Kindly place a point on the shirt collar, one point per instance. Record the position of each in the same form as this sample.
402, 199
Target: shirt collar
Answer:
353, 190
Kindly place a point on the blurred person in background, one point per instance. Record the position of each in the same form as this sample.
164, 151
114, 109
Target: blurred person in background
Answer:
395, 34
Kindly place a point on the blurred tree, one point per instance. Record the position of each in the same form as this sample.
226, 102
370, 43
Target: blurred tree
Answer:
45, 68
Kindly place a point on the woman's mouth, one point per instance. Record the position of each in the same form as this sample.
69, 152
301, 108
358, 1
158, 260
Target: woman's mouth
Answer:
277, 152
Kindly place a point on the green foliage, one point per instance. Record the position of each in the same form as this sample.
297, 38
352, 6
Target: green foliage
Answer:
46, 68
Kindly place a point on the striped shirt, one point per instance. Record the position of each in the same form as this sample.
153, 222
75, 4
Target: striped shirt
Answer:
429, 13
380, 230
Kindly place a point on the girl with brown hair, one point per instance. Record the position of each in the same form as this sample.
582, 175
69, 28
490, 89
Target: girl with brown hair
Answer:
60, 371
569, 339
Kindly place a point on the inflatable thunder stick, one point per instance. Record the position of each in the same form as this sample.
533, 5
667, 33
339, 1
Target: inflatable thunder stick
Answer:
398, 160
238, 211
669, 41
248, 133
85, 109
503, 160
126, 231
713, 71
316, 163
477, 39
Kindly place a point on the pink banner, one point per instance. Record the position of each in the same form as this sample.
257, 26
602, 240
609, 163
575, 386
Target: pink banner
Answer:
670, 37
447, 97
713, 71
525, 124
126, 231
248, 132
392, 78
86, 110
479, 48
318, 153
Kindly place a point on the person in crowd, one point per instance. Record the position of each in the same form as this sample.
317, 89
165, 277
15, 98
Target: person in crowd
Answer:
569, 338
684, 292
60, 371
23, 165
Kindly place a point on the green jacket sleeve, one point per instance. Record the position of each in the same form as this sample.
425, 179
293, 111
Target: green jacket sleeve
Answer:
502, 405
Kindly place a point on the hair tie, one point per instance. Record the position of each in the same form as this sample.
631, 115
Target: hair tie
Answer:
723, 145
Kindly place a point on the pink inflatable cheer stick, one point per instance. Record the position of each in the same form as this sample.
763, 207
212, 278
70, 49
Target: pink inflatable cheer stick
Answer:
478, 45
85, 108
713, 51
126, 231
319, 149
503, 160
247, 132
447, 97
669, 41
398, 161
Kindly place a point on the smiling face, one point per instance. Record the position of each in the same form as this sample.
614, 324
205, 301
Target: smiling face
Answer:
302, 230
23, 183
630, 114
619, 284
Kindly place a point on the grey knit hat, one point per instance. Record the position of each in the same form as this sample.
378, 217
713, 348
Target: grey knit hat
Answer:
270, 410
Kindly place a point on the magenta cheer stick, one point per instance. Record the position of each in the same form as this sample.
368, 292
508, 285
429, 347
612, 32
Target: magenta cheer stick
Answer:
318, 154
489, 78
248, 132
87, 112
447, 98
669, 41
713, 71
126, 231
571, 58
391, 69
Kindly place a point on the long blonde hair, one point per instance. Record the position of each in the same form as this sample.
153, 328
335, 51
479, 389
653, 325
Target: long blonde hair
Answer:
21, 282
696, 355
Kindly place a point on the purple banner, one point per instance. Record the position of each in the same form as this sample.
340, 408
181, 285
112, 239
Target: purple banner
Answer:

■ **Aim of the task**: Write out each line of the data that holds the string "grey".

■ **Task solution**:
Kindly place a point on the grey knit hat, one point per instance. Record the position of each in the same form as this sample.
Target: grey knit hat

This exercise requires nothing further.